# Referring expression data
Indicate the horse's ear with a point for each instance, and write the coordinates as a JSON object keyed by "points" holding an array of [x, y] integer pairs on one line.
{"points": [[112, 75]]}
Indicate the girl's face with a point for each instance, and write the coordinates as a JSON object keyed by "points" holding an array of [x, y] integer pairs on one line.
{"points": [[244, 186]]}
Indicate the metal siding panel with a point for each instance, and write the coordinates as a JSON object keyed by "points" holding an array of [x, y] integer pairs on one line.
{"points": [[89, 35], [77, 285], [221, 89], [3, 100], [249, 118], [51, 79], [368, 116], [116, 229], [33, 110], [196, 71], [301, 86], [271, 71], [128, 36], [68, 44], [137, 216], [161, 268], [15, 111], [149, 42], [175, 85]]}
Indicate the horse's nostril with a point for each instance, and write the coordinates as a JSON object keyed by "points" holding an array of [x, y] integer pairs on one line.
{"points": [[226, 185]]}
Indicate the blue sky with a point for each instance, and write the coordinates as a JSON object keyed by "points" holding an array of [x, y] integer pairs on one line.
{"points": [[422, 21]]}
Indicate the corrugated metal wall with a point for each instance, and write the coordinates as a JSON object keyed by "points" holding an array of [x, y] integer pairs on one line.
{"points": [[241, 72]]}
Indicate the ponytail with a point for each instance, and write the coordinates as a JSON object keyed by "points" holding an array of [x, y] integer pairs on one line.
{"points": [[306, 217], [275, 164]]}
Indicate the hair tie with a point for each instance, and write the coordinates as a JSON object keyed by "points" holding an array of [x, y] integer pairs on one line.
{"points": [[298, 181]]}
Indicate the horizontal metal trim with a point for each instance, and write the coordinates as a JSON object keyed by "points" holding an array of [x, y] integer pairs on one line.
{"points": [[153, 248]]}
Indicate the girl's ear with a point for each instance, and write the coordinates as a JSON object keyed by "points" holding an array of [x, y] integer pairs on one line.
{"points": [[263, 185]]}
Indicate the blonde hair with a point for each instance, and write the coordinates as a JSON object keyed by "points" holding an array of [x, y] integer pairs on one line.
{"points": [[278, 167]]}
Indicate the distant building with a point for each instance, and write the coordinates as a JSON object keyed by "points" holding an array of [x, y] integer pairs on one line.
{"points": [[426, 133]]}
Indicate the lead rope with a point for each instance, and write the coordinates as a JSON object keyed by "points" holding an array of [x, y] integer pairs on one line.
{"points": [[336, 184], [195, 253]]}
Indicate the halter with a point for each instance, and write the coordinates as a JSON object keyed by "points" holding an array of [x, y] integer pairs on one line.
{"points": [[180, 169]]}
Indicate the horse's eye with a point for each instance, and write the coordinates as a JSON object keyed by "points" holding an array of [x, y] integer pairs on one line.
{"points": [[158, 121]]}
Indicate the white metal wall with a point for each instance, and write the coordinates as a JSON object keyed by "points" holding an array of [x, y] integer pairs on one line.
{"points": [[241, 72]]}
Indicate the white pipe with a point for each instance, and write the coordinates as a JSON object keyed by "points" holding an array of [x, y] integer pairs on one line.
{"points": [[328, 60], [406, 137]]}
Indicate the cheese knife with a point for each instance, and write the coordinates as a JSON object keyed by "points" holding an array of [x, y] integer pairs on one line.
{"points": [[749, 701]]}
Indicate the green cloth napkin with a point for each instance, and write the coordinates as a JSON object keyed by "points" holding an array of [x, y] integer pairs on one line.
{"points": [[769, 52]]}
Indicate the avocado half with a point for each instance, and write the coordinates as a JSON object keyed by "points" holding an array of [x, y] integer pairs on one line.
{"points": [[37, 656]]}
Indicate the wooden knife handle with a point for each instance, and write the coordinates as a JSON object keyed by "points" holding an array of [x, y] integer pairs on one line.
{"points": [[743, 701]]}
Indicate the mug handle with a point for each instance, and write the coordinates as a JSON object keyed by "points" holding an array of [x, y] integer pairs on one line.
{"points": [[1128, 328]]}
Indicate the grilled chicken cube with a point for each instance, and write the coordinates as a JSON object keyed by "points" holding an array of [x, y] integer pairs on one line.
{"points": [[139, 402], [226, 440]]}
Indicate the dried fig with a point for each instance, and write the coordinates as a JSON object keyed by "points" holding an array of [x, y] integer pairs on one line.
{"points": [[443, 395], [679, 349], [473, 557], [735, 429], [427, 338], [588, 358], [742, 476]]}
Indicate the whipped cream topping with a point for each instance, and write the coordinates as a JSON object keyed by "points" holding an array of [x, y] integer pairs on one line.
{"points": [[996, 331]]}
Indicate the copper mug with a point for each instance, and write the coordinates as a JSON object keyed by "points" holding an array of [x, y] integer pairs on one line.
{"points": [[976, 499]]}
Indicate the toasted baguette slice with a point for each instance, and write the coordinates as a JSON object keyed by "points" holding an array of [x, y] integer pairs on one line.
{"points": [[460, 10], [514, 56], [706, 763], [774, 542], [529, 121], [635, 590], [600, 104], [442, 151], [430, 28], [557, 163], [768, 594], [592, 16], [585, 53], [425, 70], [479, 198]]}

# ACTION ITEM
Type out the entries again, word for word.

# EXERCISE RESPONSE
Indicate the horse's ear with a point for each instance, and write the coordinates as a JSON object keyed by "points" holding an array of [x, y] integer pairs on one line.
{"points": [[112, 75]]}
Indicate the girl's face with a point for each instance, and write the coordinates as a JSON object keyed by "points" holding an array of [x, y] integer pairs on one line.
{"points": [[244, 186]]}
Indicate the metal siding panel with a point for each instance, and write the coordinates as a JSON object keyed by "points" holding an array of [x, y] integer pairs on one line.
{"points": [[89, 35], [77, 285], [221, 89], [3, 100], [249, 118], [51, 79], [368, 116], [116, 229], [33, 110], [196, 71], [301, 86], [271, 71], [128, 36], [68, 44], [137, 216], [161, 268], [15, 111], [149, 42], [175, 85]]}
Indicate the horse's nostril with a point for each instance, and write the coordinates as a JSON object keyed by "points" holding an array of [x, y] integer pairs on one line.
{"points": [[226, 185]]}
Indicate the blue sky with a point for each instance, and write the coordinates as a JSON object keyed by "points" holding an array of [x, y] integer pairs on one line.
{"points": [[422, 21]]}
Indicate the corrugated metal wall with a point for each instance, and write the coordinates as a JSON object keyed by "points" holding an array of [x, y] integer pairs on one line.
{"points": [[241, 72]]}
Indicate the ponytail with a point for each instance, and write the coordinates as a JSON object keyed by "points" holding an array of [x, y] integer pairs on one line.
{"points": [[306, 217], [275, 164]]}
Indicate the hair tie with a point for each instance, and write the coordinates as a JSON object keyed by "points" holding an array of [x, y] integer pairs on one line.
{"points": [[298, 181]]}
Indicate the horizontal metal trim with a point for each instance, and write the coordinates as a JSON object keyed by "points" holding an array of [x, y] integer pairs on one line.
{"points": [[153, 248]]}
Indicate the girl's ear with a point for each instance, and write the coordinates as a JSON object keyed by "points" holding an array of [x, y] integer pairs on one line.
{"points": [[263, 185]]}
Indicate the blonde hair with a point for each instance, and write the coordinates as a JSON object keyed by "points" holding an array of [x, y] integer pairs on one line.
{"points": [[278, 167]]}
Indicate the distant building with a point for each instance, and write the coordinates as a JSON object keyed by "points" holding an array of [x, y] integer pairs on one line.
{"points": [[426, 133]]}
Indicate the lead rope with a point for each instance, and write the coordinates as a JSON object keyed by "points" holding an array of [x, y] integer pairs on one line.
{"points": [[336, 184], [195, 253]]}
Indicate the halter with a point for each instance, and write the coordinates as a JSON object keyed by "points" holding an array of [x, y] integer pairs on one line.
{"points": [[180, 169]]}
Indicate the horse's eye with a point for each instance, and write the coordinates as a JSON object keyed by "points" holding an array of [x, y] integer pairs on one line.
{"points": [[158, 121]]}
Indicate the white metal wall with a point for each instance, and write the coordinates as a JSON object keyed by "points" holding an array of [x, y] integer pairs on one line.
{"points": [[241, 72]]}
Indicate the white pipe with a point for each instance, and write the coordinates as a JSON object keyed by "points" holding an array of [x, y] integer pairs on one line.
{"points": [[328, 60], [406, 137]]}
Indicate the cheese knife with a point for each instance, and write the coordinates as a JSON object keyed by "points" holding an array of [x, y] integer pairs on one line.
{"points": [[749, 701]]}
Indicate the green cloth napkin with a point for each instance, and write the coordinates as a JSON object keyed by "points" holding an array of [x, y] integer pairs on one line.
{"points": [[769, 52]]}
Indicate the avocado half with a point for each instance, and write the coordinates as a JSON object keyed by "points" holding an array of [x, y] integer pairs on one line.
{"points": [[37, 656]]}
Indicate the wooden knife handle with a point for each instance, and write the coordinates as a JSON object keyed by "points" holding an array of [x, y] integer pairs on one line.
{"points": [[743, 701]]}
Indicate the mug handle with a point for each instance, and write the coordinates as a JSON object keyed by "points" holding an array of [x, y] integer pairs on one line.
{"points": [[1128, 328]]}
Indicate the grilled chicken cube with a point for each instance, and write the coordinates as a JSON object keyed by "points" holding an array of [x, y] integer pairs on one line.
{"points": [[139, 402], [226, 440]]}
Indicate the dried fig with a point for each instance, and write the coordinates as a JSON object keyed by "points" holding an array of [x, y] integer pairs on one line.
{"points": [[443, 395], [679, 349], [473, 557], [735, 429], [427, 338], [588, 358], [742, 476]]}
Indicate the whipped cream topping with a point for each instance, and write the coordinates as a JSON object keyed by "points" holding an array of [x, y] integer pairs on one line.
{"points": [[996, 331]]}
Indicate the copper mug with a point for each instance, and write the coordinates as a JSON object keyed by "points" holding an array of [x, y] integer pairs on one line.
{"points": [[976, 499]]}
Indicate the toasted baguette slice with a point for each instance, and write the coordinates as a JSON object keyed by "points" holding an array of [x, y] integer pairs on one line.
{"points": [[460, 10], [514, 56], [706, 763], [774, 542], [529, 121], [635, 590], [600, 104], [442, 151], [430, 28], [557, 163], [768, 594], [592, 16], [585, 53], [425, 70], [479, 198]]}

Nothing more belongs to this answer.